▶ [Exercise directions] Nothing in the entries may be dropped: restate them word for word.

Recorded data
============================================================

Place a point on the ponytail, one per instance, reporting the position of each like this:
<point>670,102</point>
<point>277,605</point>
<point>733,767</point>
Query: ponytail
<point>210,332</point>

============================================================

▶ [Answer section]
Place a point on the ponytail, one per instance, reporting the position of each like this:
<point>670,102</point>
<point>277,605</point>
<point>733,767</point>
Query: ponytail
<point>210,332</point>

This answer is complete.